### Ausgewählter Auszug
Wirtschaftsingenieurwesen. Bevor ich mich kurz vorm Abitur auf die Suche nach einem geeigneten Studiengang machte, hatte ich keine Ahnung was das ist, geschweige denn was man damit macht. Nun, einen Bachelorabschluss später, weiß ich zwar was das ist, doch was man damit macht, erschießt sich mir noch immer nicht ganz. Aber alles der Reihe nach.

 

Ich bin also kurz vorm Abitur und habe keine Ahnung was ich wirklich studieren möchte. Auf meiner Liste steht Journalismus ganz oben, doch man munkelt, dass echte Journalisten nie „Journalismus“ studiert hätten und eher „Politikwissenschaft“ anzupeilen sei. Bei einem Gespräch mit meinem damaligen Schulleiter frage ich gerade heraus „Womit kann man denn gutes Geld verdienen?“ Ohne lange nachzudenken sagt er: „Wirtschaftsingenieurwesen!“. Fragezeichen ploppen auf in meinem Kopf. Kenn ich nicht, noch nie von gehört. Ist das neu? (Nein, war es nicht …)

Ich gebe den Begriff in die Suchmaschine meiner Wahl ein und siehe da: Wirtschaftsingenieurwesen wird an der Technischen Universität Berlin angeboten. TU? Ich doch nicht! Wie dem auch sei, die Bewerbungen müssen raus. Ich werfe insgesamt vier Bewerbungen in den Briefkasten ein: Wirtschaftsingenieurwesen (TU), 2x Betriebswirtschaftslehre (FU und HU) (War da nichts was mit „Wer nichts wird, wird Wirt?“) und „Europäische Medienwissenschaften“ (Uni Potsdam). Letztes ist mein Favorit. Einige Wochen später erhalte ich drei Zusagen: TU, HU, FU – nun haben wir den Salat. Ich werde Wirtschaftsingenieurin – an der TU!

Heute bin ich Wirtschaftsingenieurin, aber bitte nicht falsch verstehen, ich studiere noch und zwar im Master. Wie sich der Studiengang zusammensetzt und welche Voraussetzungen man zu erfüllen hat, lässt sich alles wunderbar auf der TU-Homepage nachlesen, daher spare ich diesen Teil mal aus.

### Informationen
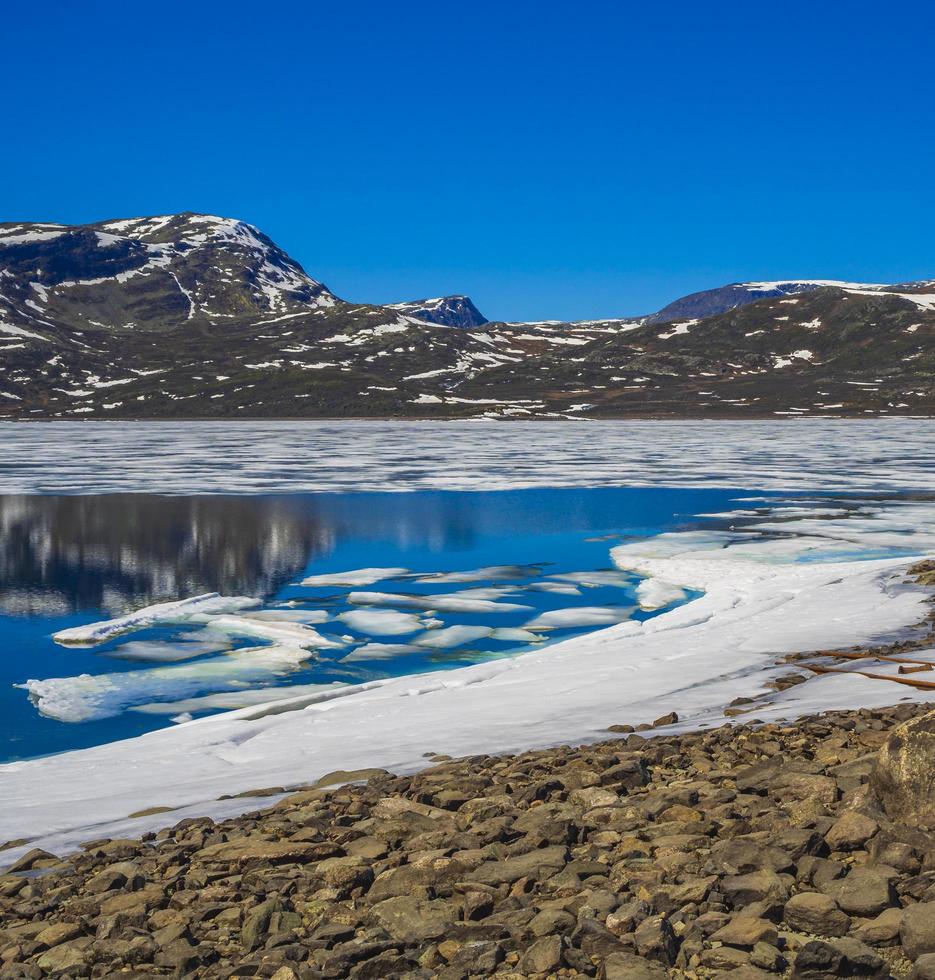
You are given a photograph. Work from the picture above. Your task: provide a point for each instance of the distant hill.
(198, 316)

...

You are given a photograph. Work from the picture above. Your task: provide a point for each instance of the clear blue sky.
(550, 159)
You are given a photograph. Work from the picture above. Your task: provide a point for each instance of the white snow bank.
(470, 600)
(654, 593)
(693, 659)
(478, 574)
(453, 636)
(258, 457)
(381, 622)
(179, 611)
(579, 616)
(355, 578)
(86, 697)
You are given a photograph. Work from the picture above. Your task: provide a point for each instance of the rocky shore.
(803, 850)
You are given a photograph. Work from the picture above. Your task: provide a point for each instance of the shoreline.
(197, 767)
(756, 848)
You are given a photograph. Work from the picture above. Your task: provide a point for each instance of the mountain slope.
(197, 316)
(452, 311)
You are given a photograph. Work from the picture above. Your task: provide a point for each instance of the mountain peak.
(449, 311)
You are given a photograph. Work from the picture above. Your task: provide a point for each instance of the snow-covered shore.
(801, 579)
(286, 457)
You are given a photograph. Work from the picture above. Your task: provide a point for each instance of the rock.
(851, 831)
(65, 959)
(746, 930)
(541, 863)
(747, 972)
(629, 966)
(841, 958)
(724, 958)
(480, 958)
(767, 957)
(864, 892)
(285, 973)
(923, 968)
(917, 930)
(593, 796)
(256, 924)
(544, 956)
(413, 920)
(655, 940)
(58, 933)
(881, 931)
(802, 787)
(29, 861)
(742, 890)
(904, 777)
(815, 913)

---

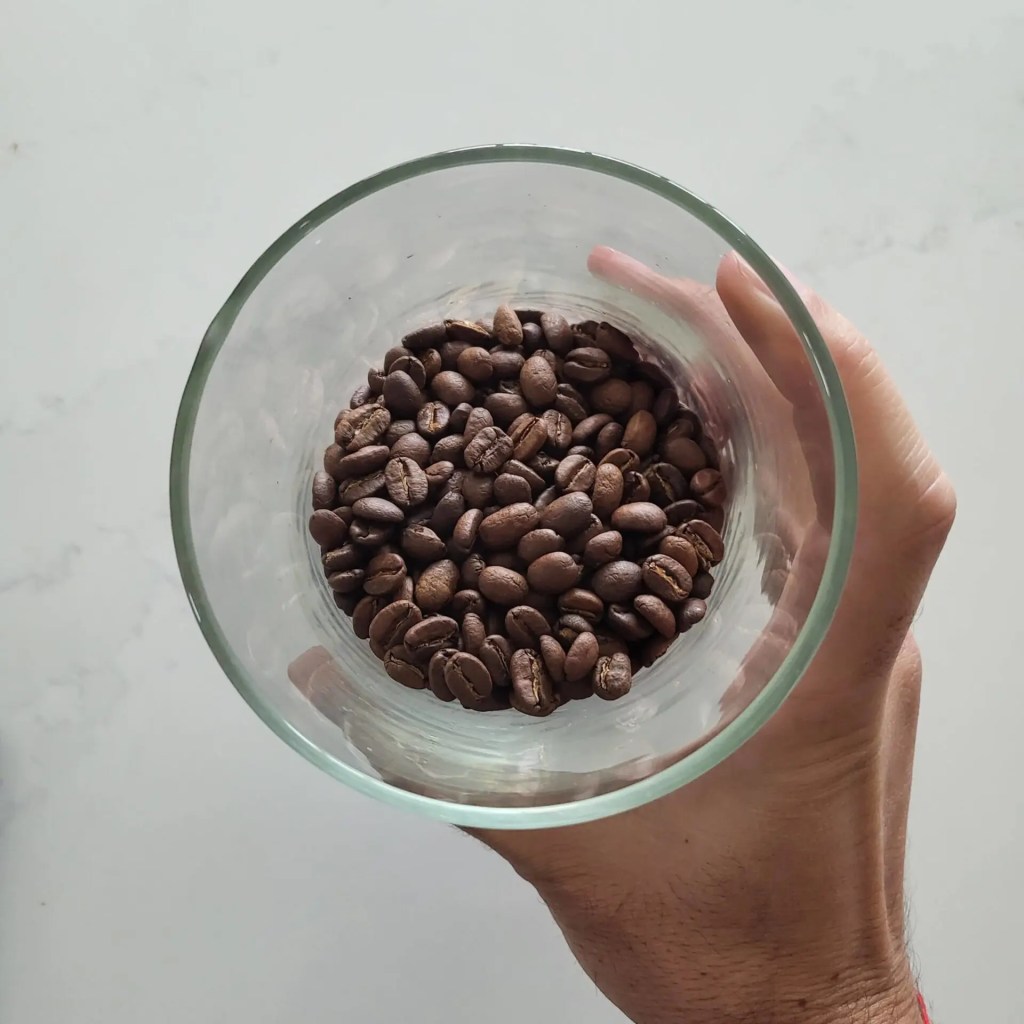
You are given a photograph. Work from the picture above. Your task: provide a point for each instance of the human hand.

### Aufgabe
Beantworte zum Auszug über das Studium des Wirtschaftsingenieurwesens die folgenden Fragen:
(a) Welcher Studiengang steht auf der Liste ganz oben, bevor das Gespräch mit dem Schulleiter stattfindet?
(b) Wie viele Bewerbungen werden insgesamt in den Briefkasten eingeworfen?
(c) Auf welcher Stufe wird das Studium heute fortgesetzt?

### Lösung
(a) Journalismus
(b) Vier
(c) Im Master